_Material to process:_

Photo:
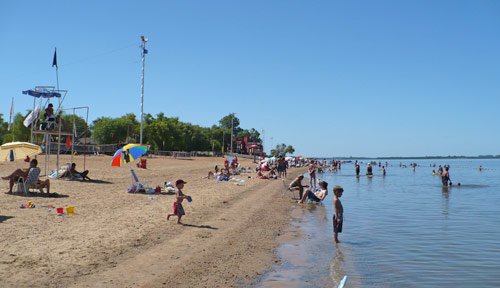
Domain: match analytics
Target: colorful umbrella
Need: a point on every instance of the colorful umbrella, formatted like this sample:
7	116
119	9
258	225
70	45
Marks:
130	152
18	150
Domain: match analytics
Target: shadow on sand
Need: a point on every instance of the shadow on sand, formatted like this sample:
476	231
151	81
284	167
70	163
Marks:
39	195
3	218
200	226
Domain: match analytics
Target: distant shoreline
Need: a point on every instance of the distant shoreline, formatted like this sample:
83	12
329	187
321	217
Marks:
417	158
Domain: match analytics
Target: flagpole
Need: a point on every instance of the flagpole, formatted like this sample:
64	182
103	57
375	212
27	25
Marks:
143	52
57	67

_How to complete this task:_ Each line, from the one that holds "Target: shadow on sand" through the last line of the entries, must be repeated exactly. Leave out everything else.

_Problem solution:_
Target: shadow on sand
Need: a point on every instance of the shadow on sand, formatted like this sample:
476	231
151	81
284	167
70	163
Marks:
39	195
3	218
200	226
Domain: match analytics
Target: distant shoreline
Need: a point on every instance of the distant shoreline, formatted like this sample:
83	12
329	187
321	217
Marks:
417	158
Domain: match analytics
Target: flagpole
Need: a point on every instance of the flagpole, formatted like this sample:
64	182
103	57
375	212
27	25
Marks:
143	52
57	67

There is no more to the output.